Desde la perspectiva antropológica, la línea política integracionista de la posrevolución proponía reivindicar al indio desindianizándolo mediante el mestizaje y la asimilación de un proyecto único de nación. En el periodo de José Vasconcelos al frente de la Secretaría de Educación Pública, el concepto de incorporación fue ambivalente, puesto que admitía y a la vez negaba al indígena. La fusión de los indios en la sociedad, formada en molde europeo, les negaba el derecho a conservar los rasgos que les conferían identidad como grupo.46 Según Engracia Loyo, resultó contradictorio porque "admitía y a la vez negaba al indígena; reconocía su capacidad de contribuir a la vida nacional y al mismo tiempo le negaba el derecho de conservar su cultura. Incorporar al indio significaba hispanizarlo".47

Esta doble dimensión en la concepción de las élites respecto de los indígenas también se manifestó en la idealización del pasado prehispánico en el ámbito intelectual, en contraste con la presencia de los indígenas contemporáneos, a quienes se percibía como un sector problemático y, en buena medida, desconocido. El mundo indígena era un ámbito ajeno y extraño: no se sabía con precisión qué cifra alcanzaba ese sector de la población, no había un conocimiento puntual de cuántos eran monolingües o bilingües, cuántas eran las familias étnicas del crisol; incluso saltaba la idea de si era posible escolarizar y castellanizar a los grupos marginados para fusionarlos a la sociedad de molde europeo.48 Al iniciar la segunda década se revivió una vieja polémica de tipo ideológico, al no existir acuerdo acerca de que tuvieran la capacidad de recibir la obra de redención educativa. Al respecto, José Manuel Puig Casauranc —secretario de Educación Pública (1924-1928), en cuyo ejercicio se creó el Departamento de Educación Rural de Incorporación Indígena— refirió en un discurso a los campesinos del Estado de México este asunto:

Ahora bien, hay, en todos lados [...] escépticos o malévolos que imaginan que esta obra de redención educativa [...] que ese sueño de redención educativa de las clases humildes, campesinas e indígenas, es impracticable; hay quienes nos tachan constantemente de idealistas y soñadores, porque están aferrados a la idea colonial de nuestro humilde peón, de que nuestro indio, siempre dolorido y perpetuamente sangrante, será toda la vida un cero en la obra efectiva de la prosperidad nacional. Y voy a tener la satisfacción de decir señores campesinos que ya no sólo nuestro amor a la raza, sino la obra de investigación científica, de verdadero y cruel análisis de las facultades físicas e intelectuales y morales de nuestros indios y mestizos, que he realizado como médico, desde hace años y que ahora, en la Secretaria de Educación, he podido intensificar, usando para ese estudio de todos los medios de que dispone un Departamento de Estado; voy a poder decir a ustedes que este estudio nos revela que no hay nada más falso en esas afirmaciones despectivas.49

Según las palabras del secretario, fue necesario realizar pruebas científicas para constatar sus capacidades físicas e intelectuales, así como sus cualidades morales para fortalecer el argumento de que era posible: "lograr en una sola generación quizá, de dedicación gubernativa, de empeño cariñoso y de obra educativa alejada de finalidades políticas, despertar virtudes populares que causen admiración al mundo".50

 

CONCLUSIÓN

Investigaciones recientes han apuntado que el pensamiento indigenista posrevolucionario representado por Manuel Gamio, Luis Cabrera, José Vasconcelos y Andrés Molina Enríquez buscó insertar al indígena en una cultura mestiza. De acuerdo con Alan Knight, este proyecto en realidad daba continuidad a una concepción de la raza entendida como una categoría social y a prácticas de descalificación de ciertos grupos sociales a partir de una consideración racial.51 En La revolución agraria en México (1937), Andrés Molina Enríquez mantuvo casi inalterado el enfoque evolucionista ortodoxo de finales del siglo XIX , en cuya reflexión planteó que sólo por medio de un régimen de tipo autoritario se librarían las dificultades planteadas por la heterogeneidad racial del pueblo mexicano —una concepción autoritaria del régimen porfirista que sobrevivió a pesar del indigenismo oficial revolucionario—, puesto que la diversidad era incompatible con las instituciones y legislaciones modernas generadas con el propósito de articular a la sociedad en términos de igualdad. Sin embargo, esta noción de igualdad, en palabras de Beatriz Urías Horcasitas, "no remitía a la idea de equidad sino que era equivalente de uniformidad".52 El proceso de homologación social y racial encabezado por un poder autoritario, patriarcal, bajo un régimen de cooperación obligatoria, se justificaba para sortear la dificultad de arbitrar la convivencia de grupos en diferentes estados evolutivos.

◆ TAREA 1: Enumera a todas las personas que se mencionan por nombre en el fragmento sobre el indigenismo posrevolucionario.
◆ TAREA 2: Prosigue el fragmento sobre el indigenismo posrevolucionario a partir de su última oración.

◆ DATOS PROPORCIONADOS:
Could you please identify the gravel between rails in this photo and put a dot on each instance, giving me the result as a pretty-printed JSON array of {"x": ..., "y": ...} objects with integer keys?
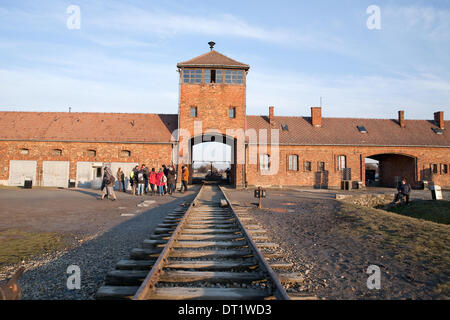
[{"x": 96, "y": 255}]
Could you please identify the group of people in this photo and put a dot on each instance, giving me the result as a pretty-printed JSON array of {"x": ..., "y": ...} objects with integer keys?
[{"x": 143, "y": 180}]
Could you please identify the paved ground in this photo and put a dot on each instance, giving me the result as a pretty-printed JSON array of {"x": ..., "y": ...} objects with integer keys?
[
  {"x": 333, "y": 261},
  {"x": 302, "y": 221},
  {"x": 102, "y": 236}
]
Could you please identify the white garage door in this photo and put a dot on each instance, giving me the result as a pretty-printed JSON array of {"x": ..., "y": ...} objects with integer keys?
[
  {"x": 21, "y": 169},
  {"x": 55, "y": 174},
  {"x": 126, "y": 168}
]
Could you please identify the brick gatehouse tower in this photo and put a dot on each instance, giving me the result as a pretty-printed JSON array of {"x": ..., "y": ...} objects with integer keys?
[{"x": 212, "y": 103}]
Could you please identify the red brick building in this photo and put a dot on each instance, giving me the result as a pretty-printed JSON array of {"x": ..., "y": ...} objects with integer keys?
[{"x": 55, "y": 148}]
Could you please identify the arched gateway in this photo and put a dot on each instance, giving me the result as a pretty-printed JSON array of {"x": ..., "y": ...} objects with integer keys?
[{"x": 212, "y": 107}]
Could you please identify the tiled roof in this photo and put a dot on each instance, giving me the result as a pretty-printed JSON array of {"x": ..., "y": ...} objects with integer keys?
[
  {"x": 89, "y": 127},
  {"x": 213, "y": 59},
  {"x": 344, "y": 131},
  {"x": 157, "y": 128}
]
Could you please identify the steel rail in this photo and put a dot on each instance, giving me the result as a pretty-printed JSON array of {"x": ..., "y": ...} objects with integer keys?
[
  {"x": 279, "y": 291},
  {"x": 153, "y": 276}
]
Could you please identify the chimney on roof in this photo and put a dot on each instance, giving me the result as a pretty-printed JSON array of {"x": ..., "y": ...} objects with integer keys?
[
  {"x": 439, "y": 119},
  {"x": 316, "y": 116},
  {"x": 401, "y": 118},
  {"x": 271, "y": 111}
]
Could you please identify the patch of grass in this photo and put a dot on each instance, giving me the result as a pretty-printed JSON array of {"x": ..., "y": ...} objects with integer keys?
[
  {"x": 17, "y": 245},
  {"x": 436, "y": 211}
]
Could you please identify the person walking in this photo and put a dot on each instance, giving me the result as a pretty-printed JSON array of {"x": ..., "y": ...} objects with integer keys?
[
  {"x": 184, "y": 179},
  {"x": 108, "y": 182},
  {"x": 133, "y": 185},
  {"x": 166, "y": 172},
  {"x": 152, "y": 181},
  {"x": 140, "y": 182},
  {"x": 171, "y": 180},
  {"x": 121, "y": 179},
  {"x": 160, "y": 182},
  {"x": 404, "y": 190},
  {"x": 146, "y": 177}
]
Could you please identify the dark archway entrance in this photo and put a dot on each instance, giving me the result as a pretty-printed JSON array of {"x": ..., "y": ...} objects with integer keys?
[
  {"x": 386, "y": 170},
  {"x": 212, "y": 162}
]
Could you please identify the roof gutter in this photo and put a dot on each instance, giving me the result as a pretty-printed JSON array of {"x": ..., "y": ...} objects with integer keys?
[{"x": 87, "y": 141}]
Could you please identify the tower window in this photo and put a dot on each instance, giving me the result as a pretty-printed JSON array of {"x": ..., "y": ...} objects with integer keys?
[
  {"x": 293, "y": 163},
  {"x": 232, "y": 112},
  {"x": 307, "y": 166},
  {"x": 341, "y": 162},
  {"x": 213, "y": 76},
  {"x": 192, "y": 76},
  {"x": 264, "y": 162},
  {"x": 125, "y": 153},
  {"x": 321, "y": 166},
  {"x": 91, "y": 153}
]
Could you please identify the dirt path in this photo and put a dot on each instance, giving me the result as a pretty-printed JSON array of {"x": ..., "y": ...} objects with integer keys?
[{"x": 332, "y": 244}]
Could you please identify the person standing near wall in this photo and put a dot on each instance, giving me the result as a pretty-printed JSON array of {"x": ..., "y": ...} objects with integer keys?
[
  {"x": 171, "y": 180},
  {"x": 184, "y": 179},
  {"x": 146, "y": 177},
  {"x": 121, "y": 179},
  {"x": 160, "y": 182},
  {"x": 140, "y": 182},
  {"x": 152, "y": 181},
  {"x": 109, "y": 182}
]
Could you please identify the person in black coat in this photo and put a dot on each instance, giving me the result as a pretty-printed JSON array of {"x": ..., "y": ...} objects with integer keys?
[{"x": 404, "y": 190}]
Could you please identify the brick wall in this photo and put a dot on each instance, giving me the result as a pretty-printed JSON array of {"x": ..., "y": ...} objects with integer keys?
[
  {"x": 419, "y": 165},
  {"x": 213, "y": 102},
  {"x": 153, "y": 155}
]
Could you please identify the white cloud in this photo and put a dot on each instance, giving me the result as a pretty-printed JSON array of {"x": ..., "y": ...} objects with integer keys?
[{"x": 348, "y": 96}]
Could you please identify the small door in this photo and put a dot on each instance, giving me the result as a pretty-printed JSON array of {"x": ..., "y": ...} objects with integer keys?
[
  {"x": 55, "y": 174},
  {"x": 19, "y": 170}
]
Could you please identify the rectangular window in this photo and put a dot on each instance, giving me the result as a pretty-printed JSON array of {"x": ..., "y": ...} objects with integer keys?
[
  {"x": 232, "y": 112},
  {"x": 321, "y": 166},
  {"x": 198, "y": 76},
  {"x": 293, "y": 163},
  {"x": 238, "y": 77},
  {"x": 192, "y": 76},
  {"x": 227, "y": 76},
  {"x": 264, "y": 162},
  {"x": 208, "y": 76},
  {"x": 434, "y": 168},
  {"x": 341, "y": 162},
  {"x": 307, "y": 166},
  {"x": 219, "y": 76}
]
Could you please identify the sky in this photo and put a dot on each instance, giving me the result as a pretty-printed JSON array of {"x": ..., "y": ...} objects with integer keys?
[{"x": 123, "y": 56}]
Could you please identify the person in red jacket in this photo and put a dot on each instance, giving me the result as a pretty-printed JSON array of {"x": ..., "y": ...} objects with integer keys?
[
  {"x": 160, "y": 182},
  {"x": 152, "y": 181}
]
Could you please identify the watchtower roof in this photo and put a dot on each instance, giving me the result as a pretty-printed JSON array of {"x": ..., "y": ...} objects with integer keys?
[{"x": 213, "y": 59}]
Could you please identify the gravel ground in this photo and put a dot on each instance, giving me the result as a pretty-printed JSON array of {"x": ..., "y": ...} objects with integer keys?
[
  {"x": 333, "y": 265},
  {"x": 98, "y": 245}
]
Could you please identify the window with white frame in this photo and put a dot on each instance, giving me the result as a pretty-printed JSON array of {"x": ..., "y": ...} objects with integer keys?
[
  {"x": 341, "y": 162},
  {"x": 293, "y": 162},
  {"x": 264, "y": 162}
]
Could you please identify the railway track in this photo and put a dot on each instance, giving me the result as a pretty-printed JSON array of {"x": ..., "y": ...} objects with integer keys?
[{"x": 202, "y": 252}]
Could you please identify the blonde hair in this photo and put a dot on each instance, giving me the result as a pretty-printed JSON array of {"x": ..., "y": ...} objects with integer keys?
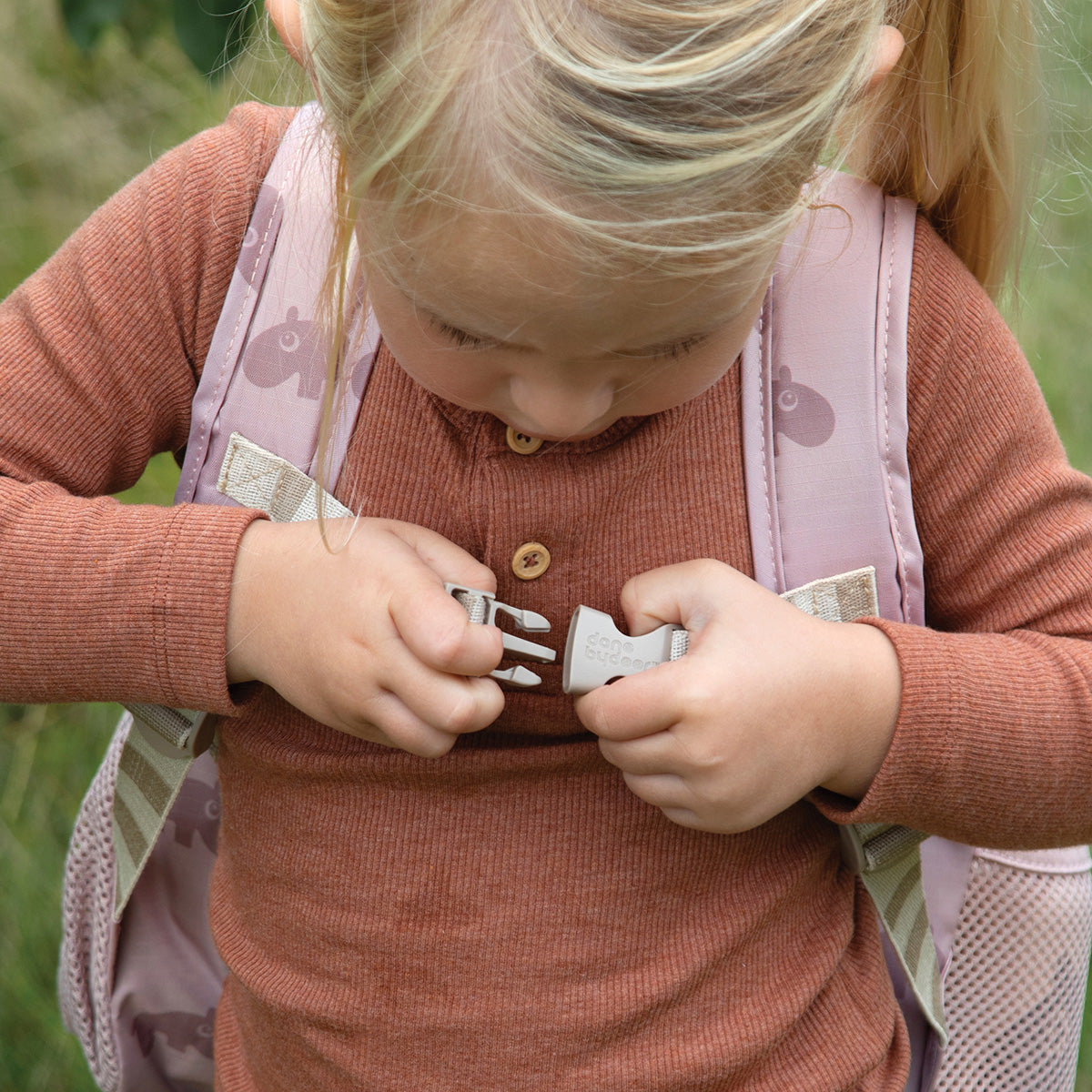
[
  {"x": 959, "y": 126},
  {"x": 676, "y": 136}
]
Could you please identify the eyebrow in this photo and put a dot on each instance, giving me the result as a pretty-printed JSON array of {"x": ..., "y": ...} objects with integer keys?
[{"x": 654, "y": 349}]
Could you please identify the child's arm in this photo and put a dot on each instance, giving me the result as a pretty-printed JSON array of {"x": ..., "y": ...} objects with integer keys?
[
  {"x": 98, "y": 356},
  {"x": 363, "y": 636},
  {"x": 768, "y": 703},
  {"x": 993, "y": 741}
]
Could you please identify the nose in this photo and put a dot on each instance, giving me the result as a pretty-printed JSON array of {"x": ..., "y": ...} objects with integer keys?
[{"x": 561, "y": 407}]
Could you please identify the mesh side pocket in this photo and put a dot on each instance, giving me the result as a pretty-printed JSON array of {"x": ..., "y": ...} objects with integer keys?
[
  {"x": 1015, "y": 991},
  {"x": 88, "y": 939}
]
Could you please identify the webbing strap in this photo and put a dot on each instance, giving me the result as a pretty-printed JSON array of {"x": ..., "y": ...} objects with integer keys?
[
  {"x": 885, "y": 856},
  {"x": 257, "y": 479},
  {"x": 148, "y": 780},
  {"x": 163, "y": 743}
]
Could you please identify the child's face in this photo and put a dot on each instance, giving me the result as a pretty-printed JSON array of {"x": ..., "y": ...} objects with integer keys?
[{"x": 492, "y": 323}]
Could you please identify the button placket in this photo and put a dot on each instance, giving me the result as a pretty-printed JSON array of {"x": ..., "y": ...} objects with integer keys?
[
  {"x": 522, "y": 443},
  {"x": 530, "y": 561}
]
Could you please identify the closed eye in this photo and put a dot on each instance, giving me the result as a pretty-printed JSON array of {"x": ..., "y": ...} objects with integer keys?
[
  {"x": 671, "y": 350},
  {"x": 462, "y": 339}
]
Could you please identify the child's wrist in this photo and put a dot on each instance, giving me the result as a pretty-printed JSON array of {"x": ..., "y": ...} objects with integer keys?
[{"x": 869, "y": 709}]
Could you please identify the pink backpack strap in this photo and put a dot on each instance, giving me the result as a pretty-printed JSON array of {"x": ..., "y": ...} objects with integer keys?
[
  {"x": 824, "y": 402},
  {"x": 139, "y": 976},
  {"x": 266, "y": 370},
  {"x": 828, "y": 491}
]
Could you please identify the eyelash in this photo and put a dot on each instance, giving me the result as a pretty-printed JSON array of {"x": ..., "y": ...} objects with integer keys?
[
  {"x": 461, "y": 338},
  {"x": 464, "y": 339}
]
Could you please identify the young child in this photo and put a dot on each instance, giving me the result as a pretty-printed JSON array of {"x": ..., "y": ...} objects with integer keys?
[{"x": 567, "y": 213}]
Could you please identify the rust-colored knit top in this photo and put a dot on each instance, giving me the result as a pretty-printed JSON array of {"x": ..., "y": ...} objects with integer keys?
[{"x": 511, "y": 916}]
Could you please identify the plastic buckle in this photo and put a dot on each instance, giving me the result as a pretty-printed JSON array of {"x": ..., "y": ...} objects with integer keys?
[
  {"x": 483, "y": 609},
  {"x": 595, "y": 652},
  {"x": 177, "y": 733}
]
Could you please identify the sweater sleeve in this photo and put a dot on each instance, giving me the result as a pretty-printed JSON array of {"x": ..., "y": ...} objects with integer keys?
[
  {"x": 99, "y": 355},
  {"x": 994, "y": 741}
]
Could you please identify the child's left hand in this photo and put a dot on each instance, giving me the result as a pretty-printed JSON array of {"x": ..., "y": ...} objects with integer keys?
[{"x": 768, "y": 703}]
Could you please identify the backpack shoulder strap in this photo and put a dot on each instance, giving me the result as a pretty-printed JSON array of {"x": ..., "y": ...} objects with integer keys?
[
  {"x": 265, "y": 376},
  {"x": 828, "y": 480},
  {"x": 824, "y": 402},
  {"x": 266, "y": 371}
]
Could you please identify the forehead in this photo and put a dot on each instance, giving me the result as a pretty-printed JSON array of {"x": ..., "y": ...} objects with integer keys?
[{"x": 498, "y": 272}]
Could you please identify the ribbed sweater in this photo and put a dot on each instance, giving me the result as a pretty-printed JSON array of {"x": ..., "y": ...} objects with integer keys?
[{"x": 511, "y": 916}]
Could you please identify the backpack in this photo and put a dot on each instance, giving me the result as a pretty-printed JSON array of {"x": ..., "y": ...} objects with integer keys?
[{"x": 1004, "y": 936}]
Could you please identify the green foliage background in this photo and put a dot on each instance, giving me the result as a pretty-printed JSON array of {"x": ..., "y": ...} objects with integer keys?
[{"x": 75, "y": 125}]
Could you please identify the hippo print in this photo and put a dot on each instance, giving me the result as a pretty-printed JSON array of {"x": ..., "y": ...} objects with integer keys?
[
  {"x": 801, "y": 413},
  {"x": 293, "y": 348},
  {"x": 197, "y": 812},
  {"x": 179, "y": 1030}
]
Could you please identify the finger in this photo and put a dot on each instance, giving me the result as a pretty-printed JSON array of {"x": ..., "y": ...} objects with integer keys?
[
  {"x": 681, "y": 593},
  {"x": 443, "y": 557},
  {"x": 438, "y": 632},
  {"x": 387, "y": 721},
  {"x": 648, "y": 754},
  {"x": 450, "y": 703},
  {"x": 661, "y": 790},
  {"x": 632, "y": 707}
]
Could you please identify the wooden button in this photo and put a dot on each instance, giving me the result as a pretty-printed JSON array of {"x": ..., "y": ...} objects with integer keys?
[
  {"x": 522, "y": 443},
  {"x": 531, "y": 561}
]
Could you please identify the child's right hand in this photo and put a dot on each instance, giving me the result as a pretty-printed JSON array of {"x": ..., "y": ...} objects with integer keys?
[{"x": 364, "y": 638}]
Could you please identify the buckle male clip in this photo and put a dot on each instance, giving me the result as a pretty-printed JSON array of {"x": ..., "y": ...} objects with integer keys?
[{"x": 483, "y": 607}]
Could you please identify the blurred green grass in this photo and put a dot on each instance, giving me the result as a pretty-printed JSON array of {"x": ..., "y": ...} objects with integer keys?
[{"x": 72, "y": 129}]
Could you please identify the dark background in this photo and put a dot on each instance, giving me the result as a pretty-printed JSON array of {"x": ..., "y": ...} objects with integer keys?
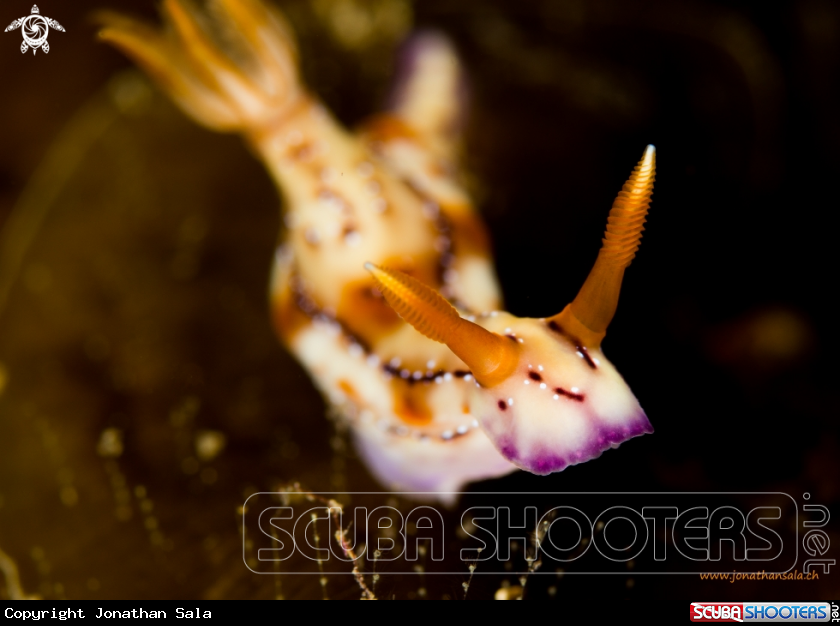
[{"x": 136, "y": 249}]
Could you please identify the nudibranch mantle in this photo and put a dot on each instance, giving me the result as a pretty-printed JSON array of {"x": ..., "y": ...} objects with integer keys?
[{"x": 381, "y": 240}]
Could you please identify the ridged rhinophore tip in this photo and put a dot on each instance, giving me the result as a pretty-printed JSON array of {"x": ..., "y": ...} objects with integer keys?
[
  {"x": 491, "y": 358},
  {"x": 594, "y": 307}
]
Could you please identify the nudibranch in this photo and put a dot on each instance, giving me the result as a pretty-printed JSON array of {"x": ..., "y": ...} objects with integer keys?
[{"x": 383, "y": 286}]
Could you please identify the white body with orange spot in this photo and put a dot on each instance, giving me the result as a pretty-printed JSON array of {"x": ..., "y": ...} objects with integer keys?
[{"x": 468, "y": 400}]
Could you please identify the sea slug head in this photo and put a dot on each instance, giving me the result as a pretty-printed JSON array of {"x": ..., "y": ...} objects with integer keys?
[{"x": 544, "y": 393}]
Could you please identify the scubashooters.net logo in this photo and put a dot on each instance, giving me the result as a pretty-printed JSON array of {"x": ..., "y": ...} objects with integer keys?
[{"x": 35, "y": 29}]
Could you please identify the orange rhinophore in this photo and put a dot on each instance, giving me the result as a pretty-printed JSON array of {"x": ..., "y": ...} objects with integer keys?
[
  {"x": 383, "y": 286},
  {"x": 593, "y": 308}
]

◆ RESPUESTA FINAL 1: José Vasconcelos, Engracia Loyo, José Manuel Puig Casauranc, Manuel Gamio, Luis Cabrera, Andrés Molina Enríquez, Alan Knight y Beatriz Urías Horcasitas.

◆ RESPUESTA FINAL 2:
El contexto de la Revolución mexicana —propiamente las circunstancias políticas y sociales del país en los años inmediatos a ella— fomentó el surgimiento de nuevos proyectos de ingeniería social. La necesidad de la reconstrucción nacional y la edificación de nuevas instituciones públicas tuvo como propósito la reconciliación nacional con su pasado, en el cual se vislumbraba el rescate y fomento de valores y principios de espíritu nacionalista, con la influencia, paradójicamente, de modernos planteamientos eugenésicos y raciales, difundidos a partir de entonces en una doctrina oficial: el nuevo indigenismo. Alimentado entonces como un proyecto de Estado, mediante el cual se perfilaría el modelo integracionista, el indigenismo mexicano de la década de 1920 asumió ciertos valores del discurso liberal decimonónico, asimilándolos con nuevas corrientes de pensamiento social (incluidas las antropológicas), en un intento de cimentar el discurso revolucionario de carácter nacionalista.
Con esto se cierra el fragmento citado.